(Data items)
------------------------------------------------------------------------
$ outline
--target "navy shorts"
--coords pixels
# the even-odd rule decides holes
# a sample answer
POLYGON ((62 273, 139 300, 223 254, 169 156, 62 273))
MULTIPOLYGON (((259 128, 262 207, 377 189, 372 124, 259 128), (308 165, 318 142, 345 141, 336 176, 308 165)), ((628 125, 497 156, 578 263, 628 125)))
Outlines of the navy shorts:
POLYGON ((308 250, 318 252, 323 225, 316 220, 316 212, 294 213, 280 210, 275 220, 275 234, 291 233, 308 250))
------------------------------------------------------------------------
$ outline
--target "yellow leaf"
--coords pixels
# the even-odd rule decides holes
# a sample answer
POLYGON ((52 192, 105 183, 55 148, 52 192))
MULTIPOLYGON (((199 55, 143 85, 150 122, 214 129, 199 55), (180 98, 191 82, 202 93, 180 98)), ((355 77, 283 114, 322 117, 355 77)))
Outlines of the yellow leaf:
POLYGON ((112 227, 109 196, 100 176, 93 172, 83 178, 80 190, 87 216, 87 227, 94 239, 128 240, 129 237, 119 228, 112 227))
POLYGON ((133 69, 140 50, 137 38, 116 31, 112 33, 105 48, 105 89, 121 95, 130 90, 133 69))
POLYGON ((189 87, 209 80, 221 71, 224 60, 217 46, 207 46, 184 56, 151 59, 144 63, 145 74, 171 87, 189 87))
------------------------------------------------------------------------
Search the data for "MULTIPOLYGON". Copy every matching line.

▶ Answer below:
MULTIPOLYGON (((259 128, 262 207, 377 189, 372 124, 259 128), (308 165, 318 142, 345 141, 336 176, 308 165)), ((628 125, 497 156, 578 263, 628 125)))
MULTIPOLYGON (((199 55, 143 85, 150 122, 214 129, 199 55), (180 98, 191 82, 202 93, 180 98)), ((355 77, 283 114, 322 117, 355 77)))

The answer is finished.